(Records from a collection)

* START *

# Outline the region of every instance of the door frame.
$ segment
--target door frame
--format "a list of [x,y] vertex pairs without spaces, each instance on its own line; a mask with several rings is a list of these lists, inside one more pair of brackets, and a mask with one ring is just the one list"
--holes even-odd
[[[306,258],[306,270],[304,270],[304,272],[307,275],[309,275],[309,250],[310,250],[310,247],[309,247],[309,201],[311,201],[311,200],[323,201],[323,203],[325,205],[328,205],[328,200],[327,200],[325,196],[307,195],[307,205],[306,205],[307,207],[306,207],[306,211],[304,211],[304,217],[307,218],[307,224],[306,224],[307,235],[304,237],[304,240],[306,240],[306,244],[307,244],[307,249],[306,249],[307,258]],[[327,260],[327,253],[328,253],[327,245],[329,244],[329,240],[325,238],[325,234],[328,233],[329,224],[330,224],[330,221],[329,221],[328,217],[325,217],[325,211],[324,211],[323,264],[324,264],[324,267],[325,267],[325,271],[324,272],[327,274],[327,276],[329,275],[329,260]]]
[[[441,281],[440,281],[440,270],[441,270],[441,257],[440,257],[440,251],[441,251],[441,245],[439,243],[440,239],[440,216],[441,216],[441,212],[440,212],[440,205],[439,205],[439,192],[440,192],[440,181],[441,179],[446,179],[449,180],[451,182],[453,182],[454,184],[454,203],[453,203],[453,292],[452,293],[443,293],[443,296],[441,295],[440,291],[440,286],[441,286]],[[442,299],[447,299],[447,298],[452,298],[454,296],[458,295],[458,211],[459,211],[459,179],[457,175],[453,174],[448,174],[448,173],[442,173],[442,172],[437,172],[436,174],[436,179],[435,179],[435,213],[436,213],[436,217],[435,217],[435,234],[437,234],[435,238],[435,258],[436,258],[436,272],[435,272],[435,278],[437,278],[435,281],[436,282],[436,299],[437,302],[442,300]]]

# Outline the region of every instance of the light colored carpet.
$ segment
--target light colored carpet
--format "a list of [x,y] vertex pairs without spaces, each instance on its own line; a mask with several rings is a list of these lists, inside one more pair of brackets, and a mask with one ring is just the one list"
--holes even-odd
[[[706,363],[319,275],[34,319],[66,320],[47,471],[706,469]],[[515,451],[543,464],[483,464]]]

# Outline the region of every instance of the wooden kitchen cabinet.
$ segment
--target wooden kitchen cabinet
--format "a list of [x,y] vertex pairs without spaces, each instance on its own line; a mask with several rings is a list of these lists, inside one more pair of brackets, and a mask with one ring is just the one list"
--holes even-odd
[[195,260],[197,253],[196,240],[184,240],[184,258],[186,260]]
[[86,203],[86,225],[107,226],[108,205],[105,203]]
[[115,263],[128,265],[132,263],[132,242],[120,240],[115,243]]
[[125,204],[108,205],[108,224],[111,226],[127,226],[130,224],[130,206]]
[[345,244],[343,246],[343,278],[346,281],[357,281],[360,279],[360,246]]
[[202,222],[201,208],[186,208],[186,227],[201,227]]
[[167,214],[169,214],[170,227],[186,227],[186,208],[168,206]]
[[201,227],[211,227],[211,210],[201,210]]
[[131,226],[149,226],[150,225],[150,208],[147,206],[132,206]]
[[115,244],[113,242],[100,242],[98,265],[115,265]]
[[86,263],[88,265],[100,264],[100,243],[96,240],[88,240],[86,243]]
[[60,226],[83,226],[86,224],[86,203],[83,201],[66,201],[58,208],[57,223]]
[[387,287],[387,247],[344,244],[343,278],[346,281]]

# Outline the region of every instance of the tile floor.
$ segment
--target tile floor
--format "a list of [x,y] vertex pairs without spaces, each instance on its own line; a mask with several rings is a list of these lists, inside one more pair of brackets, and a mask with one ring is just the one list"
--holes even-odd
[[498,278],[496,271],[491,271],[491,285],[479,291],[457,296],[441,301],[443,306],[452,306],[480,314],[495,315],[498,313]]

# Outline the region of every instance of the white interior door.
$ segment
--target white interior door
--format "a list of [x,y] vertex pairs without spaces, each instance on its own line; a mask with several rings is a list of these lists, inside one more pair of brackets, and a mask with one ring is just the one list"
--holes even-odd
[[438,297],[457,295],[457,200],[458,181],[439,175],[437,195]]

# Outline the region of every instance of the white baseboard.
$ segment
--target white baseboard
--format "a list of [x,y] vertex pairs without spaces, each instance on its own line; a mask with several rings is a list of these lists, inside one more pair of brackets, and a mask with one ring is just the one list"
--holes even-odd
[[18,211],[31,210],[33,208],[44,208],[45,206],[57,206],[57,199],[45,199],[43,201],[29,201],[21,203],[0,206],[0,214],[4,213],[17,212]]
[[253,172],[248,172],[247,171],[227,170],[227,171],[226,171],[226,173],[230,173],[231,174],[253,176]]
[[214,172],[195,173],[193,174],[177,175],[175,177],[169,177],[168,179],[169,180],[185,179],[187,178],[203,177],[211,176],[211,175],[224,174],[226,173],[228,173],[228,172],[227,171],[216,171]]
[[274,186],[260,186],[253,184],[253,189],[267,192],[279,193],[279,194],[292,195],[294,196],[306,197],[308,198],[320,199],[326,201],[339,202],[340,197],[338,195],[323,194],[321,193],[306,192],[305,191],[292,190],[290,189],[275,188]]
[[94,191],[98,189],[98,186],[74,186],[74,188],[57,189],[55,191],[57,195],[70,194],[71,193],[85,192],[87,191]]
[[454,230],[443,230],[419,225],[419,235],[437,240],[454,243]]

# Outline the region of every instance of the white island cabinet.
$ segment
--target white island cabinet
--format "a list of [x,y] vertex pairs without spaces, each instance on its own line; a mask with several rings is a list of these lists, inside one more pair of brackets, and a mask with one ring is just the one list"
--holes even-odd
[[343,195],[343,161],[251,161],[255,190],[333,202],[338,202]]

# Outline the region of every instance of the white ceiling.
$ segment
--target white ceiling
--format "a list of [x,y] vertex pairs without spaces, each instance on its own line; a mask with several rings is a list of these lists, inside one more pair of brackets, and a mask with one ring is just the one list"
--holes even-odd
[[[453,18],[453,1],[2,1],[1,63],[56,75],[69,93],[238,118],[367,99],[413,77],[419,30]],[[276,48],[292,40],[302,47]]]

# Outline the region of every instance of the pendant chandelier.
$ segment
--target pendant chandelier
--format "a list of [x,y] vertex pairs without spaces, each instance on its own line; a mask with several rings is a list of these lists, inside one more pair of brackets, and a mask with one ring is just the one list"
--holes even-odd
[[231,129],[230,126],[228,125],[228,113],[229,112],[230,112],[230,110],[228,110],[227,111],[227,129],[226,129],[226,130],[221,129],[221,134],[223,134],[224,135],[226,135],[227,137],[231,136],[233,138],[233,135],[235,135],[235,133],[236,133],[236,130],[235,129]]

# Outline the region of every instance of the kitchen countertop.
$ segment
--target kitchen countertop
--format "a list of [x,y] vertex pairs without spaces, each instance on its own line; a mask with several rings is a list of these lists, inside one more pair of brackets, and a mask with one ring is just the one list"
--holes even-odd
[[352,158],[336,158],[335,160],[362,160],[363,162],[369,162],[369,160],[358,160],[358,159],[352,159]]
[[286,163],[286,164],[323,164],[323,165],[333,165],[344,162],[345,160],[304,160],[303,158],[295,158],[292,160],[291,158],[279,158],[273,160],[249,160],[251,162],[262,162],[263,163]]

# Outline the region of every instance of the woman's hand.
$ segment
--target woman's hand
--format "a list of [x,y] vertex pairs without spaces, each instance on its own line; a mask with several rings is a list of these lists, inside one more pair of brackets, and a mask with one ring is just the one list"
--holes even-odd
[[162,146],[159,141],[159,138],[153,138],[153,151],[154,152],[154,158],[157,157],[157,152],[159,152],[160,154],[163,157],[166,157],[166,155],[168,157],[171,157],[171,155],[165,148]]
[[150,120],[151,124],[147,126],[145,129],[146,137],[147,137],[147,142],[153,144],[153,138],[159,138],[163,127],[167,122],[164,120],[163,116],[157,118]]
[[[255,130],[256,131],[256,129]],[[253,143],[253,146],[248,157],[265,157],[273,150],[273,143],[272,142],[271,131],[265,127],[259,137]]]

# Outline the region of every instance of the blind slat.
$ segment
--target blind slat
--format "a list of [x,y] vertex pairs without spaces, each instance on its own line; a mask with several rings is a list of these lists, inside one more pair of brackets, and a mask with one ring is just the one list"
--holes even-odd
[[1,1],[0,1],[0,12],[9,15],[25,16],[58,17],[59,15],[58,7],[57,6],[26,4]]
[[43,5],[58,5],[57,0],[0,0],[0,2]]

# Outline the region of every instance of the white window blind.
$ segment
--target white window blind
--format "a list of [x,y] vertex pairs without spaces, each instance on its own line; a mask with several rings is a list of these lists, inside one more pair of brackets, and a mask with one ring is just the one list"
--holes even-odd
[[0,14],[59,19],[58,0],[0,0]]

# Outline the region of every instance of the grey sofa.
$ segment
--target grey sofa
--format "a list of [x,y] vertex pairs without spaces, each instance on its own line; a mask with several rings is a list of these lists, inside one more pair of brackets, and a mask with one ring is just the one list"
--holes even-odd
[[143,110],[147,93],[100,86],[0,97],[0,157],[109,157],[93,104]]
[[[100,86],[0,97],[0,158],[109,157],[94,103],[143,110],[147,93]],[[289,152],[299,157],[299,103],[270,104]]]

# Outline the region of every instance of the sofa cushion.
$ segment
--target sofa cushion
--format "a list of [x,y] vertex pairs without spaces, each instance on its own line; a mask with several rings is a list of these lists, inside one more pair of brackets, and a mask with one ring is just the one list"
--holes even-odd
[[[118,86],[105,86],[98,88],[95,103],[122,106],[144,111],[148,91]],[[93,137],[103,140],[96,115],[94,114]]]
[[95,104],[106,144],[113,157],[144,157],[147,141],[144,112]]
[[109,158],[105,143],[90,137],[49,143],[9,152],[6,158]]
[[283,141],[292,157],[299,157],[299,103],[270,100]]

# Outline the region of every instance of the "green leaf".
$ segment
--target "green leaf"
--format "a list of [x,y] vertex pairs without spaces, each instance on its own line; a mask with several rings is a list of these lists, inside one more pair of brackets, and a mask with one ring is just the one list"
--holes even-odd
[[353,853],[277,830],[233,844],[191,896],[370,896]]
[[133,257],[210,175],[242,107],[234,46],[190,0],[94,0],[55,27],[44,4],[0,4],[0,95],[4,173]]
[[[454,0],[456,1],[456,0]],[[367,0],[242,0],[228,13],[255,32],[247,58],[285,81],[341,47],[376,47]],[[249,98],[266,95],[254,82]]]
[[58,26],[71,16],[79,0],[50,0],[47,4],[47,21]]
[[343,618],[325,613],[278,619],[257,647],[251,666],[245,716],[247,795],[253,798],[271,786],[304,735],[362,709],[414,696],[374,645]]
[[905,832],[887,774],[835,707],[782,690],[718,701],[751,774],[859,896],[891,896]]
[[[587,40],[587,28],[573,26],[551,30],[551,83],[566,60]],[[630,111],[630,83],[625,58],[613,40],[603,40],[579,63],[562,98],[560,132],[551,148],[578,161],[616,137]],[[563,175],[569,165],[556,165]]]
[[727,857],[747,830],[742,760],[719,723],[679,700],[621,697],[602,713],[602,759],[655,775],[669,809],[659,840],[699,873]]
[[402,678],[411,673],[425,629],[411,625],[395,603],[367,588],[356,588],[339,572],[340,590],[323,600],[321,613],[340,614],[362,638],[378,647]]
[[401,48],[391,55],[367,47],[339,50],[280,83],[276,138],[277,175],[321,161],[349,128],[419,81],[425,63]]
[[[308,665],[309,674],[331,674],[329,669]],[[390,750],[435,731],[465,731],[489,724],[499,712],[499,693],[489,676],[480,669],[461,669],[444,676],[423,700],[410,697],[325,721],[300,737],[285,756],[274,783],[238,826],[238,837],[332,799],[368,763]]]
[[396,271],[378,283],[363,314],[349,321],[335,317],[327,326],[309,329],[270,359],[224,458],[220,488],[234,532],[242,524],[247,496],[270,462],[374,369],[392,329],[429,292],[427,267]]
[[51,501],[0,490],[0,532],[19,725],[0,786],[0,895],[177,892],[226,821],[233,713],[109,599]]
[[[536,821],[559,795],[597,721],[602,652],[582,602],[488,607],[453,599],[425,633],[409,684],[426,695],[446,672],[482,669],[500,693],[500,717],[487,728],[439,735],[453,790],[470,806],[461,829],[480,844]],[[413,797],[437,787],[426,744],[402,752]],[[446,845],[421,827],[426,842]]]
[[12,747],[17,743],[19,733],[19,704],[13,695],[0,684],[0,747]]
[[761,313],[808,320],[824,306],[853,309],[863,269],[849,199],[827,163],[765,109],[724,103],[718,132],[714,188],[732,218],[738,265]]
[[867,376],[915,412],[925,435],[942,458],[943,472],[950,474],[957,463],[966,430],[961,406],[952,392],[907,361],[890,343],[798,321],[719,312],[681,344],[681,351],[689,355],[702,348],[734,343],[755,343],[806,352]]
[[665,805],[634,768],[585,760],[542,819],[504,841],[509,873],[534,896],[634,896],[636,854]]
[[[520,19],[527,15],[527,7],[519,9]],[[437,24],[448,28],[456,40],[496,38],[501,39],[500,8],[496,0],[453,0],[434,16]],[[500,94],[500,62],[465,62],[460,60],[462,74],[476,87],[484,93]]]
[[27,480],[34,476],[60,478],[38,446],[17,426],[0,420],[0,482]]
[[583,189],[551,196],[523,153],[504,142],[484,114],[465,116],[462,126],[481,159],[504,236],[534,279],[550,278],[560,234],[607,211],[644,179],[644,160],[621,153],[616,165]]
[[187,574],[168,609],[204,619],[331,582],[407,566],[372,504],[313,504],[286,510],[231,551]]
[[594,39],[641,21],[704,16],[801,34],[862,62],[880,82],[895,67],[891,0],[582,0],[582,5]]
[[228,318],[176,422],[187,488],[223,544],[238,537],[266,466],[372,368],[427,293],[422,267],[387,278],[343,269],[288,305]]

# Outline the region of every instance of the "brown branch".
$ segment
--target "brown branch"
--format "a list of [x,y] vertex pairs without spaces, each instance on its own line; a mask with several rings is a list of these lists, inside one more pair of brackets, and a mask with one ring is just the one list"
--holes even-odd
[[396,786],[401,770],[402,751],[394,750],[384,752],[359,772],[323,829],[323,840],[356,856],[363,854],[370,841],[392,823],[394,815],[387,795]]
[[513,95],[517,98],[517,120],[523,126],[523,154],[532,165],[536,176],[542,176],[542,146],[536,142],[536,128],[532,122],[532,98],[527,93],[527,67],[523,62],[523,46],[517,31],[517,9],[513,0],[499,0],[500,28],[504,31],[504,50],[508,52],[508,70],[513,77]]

* END *

◆ **What you should do**
Turn the lines starting at the one containing "# Outline the region of every instance of the sofa" and ending at the one containing "[[109,158],[105,143],[90,137],[49,143],[9,152],[6,158]]" into a Markdown table with the columns No. and Line. Leave out any blank lines.

◆ **Expected answer**
| No. | Line |
|---|---|
| 1 | # Outline the region of every instance of the sofa cushion. |
| 2 | $ segment |
| 3 | --target sofa cushion |
| 4 | --format "a list of [x,y] vertex pairs without spaces, each instance on its own line; a mask with several rings is a list of these lists, inside one more pair of brackets, and a mask with one ring is just the one list" |
| 5 | --holes even-odd |
| 6 | [[[118,86],[105,86],[98,88],[95,103],[122,106],[144,111],[148,91]],[[93,137],[103,140],[96,115],[94,114]]] |
| 7 | [[95,104],[106,144],[113,157],[144,157],[147,141],[144,112]] |
| 8 | [[109,158],[105,143],[90,137],[49,143],[9,152],[6,158]] |